begin RAW RECORDS

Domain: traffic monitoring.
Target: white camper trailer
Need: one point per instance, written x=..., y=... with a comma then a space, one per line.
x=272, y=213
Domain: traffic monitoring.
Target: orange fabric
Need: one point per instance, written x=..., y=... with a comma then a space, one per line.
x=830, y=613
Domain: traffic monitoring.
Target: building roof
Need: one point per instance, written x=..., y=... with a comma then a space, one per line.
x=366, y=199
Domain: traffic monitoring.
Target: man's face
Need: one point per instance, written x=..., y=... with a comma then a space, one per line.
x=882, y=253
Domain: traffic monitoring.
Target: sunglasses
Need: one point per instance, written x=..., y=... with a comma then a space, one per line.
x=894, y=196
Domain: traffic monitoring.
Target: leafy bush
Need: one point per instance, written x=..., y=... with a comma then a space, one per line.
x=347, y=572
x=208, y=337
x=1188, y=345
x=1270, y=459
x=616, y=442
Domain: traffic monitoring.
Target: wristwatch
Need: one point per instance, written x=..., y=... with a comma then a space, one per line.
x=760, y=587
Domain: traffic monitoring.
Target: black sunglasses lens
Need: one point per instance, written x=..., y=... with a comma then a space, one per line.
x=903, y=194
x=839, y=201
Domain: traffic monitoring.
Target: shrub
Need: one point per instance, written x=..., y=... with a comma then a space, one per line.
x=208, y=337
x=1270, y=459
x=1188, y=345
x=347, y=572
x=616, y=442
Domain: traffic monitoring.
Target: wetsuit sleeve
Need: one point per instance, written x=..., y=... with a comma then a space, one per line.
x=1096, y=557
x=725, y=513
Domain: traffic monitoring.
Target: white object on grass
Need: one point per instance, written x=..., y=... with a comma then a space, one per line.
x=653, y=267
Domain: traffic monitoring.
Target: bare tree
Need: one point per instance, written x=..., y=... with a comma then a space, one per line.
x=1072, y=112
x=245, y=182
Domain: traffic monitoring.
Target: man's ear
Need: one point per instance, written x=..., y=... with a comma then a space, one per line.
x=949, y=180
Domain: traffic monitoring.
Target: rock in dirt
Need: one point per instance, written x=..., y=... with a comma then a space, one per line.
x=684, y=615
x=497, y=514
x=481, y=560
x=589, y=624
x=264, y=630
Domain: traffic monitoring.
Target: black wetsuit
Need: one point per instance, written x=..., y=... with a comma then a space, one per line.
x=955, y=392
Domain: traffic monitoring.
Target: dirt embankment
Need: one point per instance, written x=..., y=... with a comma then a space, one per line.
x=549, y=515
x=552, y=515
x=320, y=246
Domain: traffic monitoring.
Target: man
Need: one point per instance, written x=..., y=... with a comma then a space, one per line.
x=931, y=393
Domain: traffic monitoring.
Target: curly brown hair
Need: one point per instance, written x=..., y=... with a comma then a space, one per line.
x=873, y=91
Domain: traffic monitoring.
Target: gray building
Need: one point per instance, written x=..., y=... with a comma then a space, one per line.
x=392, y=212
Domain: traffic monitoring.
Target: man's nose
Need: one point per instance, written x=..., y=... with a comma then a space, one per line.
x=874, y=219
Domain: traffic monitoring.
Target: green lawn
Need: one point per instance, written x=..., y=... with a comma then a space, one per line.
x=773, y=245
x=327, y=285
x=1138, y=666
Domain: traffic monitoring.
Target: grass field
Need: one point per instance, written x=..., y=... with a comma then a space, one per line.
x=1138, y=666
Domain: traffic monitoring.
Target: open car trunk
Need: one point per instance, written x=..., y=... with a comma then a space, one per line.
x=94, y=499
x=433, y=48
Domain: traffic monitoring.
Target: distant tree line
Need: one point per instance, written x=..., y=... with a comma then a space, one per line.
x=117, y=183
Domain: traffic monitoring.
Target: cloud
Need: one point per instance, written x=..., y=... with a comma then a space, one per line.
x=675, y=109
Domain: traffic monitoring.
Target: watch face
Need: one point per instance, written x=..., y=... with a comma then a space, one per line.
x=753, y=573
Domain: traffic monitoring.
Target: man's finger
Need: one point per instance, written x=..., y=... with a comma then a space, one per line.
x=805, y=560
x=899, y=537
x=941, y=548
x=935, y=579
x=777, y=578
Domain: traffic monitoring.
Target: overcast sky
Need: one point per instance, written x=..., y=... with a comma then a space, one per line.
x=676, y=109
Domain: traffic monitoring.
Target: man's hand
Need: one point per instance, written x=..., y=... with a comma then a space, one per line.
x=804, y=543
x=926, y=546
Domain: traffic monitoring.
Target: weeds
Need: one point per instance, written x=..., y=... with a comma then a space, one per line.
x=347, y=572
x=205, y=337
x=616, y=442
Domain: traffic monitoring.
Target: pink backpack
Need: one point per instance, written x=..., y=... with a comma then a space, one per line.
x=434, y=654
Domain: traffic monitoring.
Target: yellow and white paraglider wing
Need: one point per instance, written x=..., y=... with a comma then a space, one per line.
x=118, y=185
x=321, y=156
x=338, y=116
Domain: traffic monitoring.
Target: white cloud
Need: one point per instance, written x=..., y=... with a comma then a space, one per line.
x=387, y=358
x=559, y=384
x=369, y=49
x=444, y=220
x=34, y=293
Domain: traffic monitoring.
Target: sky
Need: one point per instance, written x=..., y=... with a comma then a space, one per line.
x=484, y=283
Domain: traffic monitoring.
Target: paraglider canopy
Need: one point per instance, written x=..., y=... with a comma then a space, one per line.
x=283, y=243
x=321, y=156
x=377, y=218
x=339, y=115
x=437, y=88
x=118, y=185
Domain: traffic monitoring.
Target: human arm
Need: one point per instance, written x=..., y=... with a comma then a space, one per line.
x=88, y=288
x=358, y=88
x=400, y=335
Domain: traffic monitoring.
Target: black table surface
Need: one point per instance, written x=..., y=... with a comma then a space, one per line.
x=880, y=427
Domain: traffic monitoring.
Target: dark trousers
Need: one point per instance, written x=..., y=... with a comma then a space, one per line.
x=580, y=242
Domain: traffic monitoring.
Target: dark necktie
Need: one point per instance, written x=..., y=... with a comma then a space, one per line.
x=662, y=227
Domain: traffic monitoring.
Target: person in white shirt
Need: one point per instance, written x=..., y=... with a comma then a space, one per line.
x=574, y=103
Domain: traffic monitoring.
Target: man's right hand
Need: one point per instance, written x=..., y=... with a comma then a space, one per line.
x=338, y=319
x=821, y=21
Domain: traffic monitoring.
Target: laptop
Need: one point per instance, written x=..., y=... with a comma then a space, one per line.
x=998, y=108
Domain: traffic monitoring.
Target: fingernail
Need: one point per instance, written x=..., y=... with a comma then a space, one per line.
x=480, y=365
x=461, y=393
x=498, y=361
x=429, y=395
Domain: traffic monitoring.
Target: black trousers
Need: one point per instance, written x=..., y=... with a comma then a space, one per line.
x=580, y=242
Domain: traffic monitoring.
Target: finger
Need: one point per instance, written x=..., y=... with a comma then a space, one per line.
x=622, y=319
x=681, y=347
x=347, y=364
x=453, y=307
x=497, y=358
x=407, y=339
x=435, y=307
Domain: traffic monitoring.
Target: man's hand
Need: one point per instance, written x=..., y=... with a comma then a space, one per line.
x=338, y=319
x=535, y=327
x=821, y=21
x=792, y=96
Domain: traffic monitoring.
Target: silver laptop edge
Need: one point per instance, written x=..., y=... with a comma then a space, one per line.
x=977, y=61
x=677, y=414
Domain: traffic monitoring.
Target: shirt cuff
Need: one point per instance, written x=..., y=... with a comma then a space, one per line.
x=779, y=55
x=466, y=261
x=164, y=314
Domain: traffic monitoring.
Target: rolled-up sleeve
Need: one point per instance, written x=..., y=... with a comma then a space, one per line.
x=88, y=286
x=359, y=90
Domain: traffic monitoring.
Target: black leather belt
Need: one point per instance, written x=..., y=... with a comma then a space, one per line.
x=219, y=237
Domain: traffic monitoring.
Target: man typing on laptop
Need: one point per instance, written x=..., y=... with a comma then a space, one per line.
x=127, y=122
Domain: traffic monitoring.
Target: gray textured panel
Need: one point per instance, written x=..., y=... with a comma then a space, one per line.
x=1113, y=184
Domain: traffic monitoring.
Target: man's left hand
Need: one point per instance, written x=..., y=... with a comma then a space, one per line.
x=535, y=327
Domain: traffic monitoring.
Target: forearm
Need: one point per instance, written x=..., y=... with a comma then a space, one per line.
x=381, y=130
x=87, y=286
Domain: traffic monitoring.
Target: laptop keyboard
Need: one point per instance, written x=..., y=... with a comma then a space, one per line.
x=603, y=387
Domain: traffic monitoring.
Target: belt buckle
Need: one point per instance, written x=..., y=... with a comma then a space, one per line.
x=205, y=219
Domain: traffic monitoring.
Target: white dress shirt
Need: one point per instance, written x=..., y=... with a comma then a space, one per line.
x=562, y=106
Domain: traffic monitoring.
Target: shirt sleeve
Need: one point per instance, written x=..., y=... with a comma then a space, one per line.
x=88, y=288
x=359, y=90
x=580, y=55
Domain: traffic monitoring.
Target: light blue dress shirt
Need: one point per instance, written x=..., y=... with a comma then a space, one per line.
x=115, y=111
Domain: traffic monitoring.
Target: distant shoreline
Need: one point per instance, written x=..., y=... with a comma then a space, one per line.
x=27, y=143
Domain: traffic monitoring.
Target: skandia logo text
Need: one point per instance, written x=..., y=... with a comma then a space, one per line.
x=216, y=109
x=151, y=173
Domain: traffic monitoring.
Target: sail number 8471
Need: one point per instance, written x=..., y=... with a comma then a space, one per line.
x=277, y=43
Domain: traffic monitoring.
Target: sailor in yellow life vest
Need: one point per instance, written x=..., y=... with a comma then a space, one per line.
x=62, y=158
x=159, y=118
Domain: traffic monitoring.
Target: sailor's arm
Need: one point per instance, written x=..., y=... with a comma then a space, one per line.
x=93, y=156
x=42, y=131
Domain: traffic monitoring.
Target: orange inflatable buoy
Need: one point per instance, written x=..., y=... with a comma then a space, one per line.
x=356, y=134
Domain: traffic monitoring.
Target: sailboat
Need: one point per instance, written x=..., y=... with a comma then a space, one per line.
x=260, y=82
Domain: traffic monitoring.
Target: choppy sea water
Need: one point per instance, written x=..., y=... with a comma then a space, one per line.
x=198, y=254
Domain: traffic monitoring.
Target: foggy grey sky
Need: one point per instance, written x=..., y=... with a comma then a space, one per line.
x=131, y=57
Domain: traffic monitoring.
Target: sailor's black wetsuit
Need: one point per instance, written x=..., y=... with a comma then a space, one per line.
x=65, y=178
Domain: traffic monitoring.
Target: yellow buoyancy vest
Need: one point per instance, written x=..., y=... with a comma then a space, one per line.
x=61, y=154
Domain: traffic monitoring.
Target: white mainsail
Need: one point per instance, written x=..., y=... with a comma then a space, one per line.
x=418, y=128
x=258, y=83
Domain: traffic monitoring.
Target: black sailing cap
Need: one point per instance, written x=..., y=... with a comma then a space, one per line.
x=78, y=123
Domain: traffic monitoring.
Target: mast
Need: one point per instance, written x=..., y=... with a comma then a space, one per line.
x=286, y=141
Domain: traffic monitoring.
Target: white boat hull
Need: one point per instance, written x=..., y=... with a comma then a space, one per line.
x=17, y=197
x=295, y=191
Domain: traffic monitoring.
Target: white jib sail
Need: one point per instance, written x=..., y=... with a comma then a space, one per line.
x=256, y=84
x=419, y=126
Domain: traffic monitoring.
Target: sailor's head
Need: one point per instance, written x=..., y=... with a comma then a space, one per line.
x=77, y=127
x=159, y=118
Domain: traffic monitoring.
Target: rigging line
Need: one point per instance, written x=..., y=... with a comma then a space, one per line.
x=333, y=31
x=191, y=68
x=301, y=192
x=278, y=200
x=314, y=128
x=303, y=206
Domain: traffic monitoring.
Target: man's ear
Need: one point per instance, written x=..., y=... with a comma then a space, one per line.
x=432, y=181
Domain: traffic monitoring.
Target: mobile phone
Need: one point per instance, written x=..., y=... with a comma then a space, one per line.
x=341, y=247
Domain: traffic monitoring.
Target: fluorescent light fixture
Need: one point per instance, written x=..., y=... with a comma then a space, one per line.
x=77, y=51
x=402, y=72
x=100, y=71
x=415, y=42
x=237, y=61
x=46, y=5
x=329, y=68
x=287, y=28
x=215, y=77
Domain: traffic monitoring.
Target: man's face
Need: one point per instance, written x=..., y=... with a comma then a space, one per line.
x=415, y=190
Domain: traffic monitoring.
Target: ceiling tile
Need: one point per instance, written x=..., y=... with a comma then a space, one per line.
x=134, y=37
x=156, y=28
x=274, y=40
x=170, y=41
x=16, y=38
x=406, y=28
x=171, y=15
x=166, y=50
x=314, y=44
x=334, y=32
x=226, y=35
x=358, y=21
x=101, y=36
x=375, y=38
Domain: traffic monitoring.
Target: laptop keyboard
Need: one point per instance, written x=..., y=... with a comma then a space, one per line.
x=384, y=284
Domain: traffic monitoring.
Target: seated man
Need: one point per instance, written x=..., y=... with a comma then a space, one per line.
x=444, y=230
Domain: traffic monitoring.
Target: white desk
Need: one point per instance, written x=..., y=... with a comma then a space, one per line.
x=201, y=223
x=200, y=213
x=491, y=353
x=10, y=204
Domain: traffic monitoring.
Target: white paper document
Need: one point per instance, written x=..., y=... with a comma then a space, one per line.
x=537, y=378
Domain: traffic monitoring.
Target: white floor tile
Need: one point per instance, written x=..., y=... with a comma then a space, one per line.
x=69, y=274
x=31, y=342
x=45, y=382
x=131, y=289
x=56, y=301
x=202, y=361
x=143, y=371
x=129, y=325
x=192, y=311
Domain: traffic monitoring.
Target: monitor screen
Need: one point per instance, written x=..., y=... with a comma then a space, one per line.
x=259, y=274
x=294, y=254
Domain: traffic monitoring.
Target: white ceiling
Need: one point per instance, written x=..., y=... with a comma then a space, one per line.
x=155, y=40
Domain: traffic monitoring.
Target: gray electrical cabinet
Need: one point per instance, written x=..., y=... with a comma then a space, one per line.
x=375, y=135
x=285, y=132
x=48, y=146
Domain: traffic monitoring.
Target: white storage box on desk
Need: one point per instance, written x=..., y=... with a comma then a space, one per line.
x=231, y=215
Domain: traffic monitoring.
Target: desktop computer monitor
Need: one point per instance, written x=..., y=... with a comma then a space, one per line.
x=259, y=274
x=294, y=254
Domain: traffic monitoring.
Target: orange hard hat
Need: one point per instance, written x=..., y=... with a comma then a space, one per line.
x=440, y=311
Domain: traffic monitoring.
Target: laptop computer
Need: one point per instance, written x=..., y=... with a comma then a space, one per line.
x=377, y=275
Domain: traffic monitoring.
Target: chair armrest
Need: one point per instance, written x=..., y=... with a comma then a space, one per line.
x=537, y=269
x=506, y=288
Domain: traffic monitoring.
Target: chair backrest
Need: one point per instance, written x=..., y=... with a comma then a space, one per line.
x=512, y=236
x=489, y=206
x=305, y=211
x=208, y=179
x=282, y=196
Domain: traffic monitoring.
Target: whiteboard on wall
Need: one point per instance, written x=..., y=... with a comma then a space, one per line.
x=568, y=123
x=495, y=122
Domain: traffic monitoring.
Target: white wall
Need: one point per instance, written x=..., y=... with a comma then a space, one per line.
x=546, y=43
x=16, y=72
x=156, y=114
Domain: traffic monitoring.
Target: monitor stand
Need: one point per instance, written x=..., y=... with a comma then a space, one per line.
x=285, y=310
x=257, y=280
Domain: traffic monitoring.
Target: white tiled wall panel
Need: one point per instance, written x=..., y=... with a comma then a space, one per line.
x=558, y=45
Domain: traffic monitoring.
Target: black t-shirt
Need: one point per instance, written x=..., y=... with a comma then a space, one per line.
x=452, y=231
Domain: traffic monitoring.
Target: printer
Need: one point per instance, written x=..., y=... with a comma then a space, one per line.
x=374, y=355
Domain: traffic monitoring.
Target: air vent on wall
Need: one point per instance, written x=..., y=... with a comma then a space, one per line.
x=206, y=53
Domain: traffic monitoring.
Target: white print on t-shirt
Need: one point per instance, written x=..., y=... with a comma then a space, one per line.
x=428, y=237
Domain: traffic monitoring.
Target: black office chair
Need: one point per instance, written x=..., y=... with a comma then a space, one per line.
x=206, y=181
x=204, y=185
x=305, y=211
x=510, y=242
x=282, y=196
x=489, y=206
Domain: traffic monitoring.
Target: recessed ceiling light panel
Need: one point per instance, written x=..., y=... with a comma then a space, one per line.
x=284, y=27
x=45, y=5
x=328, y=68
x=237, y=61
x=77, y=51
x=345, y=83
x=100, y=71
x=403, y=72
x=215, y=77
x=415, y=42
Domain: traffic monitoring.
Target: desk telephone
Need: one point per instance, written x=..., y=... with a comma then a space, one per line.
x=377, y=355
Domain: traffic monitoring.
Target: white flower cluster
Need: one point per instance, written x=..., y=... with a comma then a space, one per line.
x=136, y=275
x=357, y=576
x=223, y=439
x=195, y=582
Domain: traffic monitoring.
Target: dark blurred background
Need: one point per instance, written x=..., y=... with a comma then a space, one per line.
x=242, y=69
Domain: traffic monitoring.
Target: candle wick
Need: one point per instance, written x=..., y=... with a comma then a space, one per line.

end RAW RECORDS

Can you give the lines of the listing from its start through the line containing "x=760, y=587", both included, as a JSON list of strings with one string per line and blank lines left out?

[
  "Domain: traffic monitoring.",
  "Target: white camper trailer",
  "Need: one point per instance, written x=..., y=... with a comma then a space, one per line.",
  "x=272, y=213",
  "Domain: traffic monitoring.",
  "Target: orange fabric",
  "Need: one point per instance, written x=..., y=... with a comma then a space, one per line.",
  "x=830, y=613",
  "Domain: traffic monitoring.",
  "Target: building roof",
  "Need: one point per instance, written x=..., y=... with a comma then a space, one per line.",
  "x=366, y=199",
  "Domain: traffic monitoring.",
  "Target: man's face",
  "Need: one point per instance, written x=..., y=... with a comma then a space, one per line.",
  "x=882, y=253",
  "Domain: traffic monitoring.",
  "Target: sunglasses",
  "Need: one point per instance, written x=..., y=... with a comma then a space, one per line.",
  "x=894, y=196",
  "Domain: traffic monitoring.",
  "Target: leafy bush",
  "Need: one point per instance, written x=..., y=... with a comma then a space, one per line.",
  "x=347, y=572",
  "x=208, y=337",
  "x=1188, y=345",
  "x=1270, y=459",
  "x=616, y=442",
  "Domain: traffic monitoring.",
  "Target: wristwatch",
  "Need: one point per instance, written x=..., y=... with a comma then a space, one per line.",
  "x=760, y=587"
]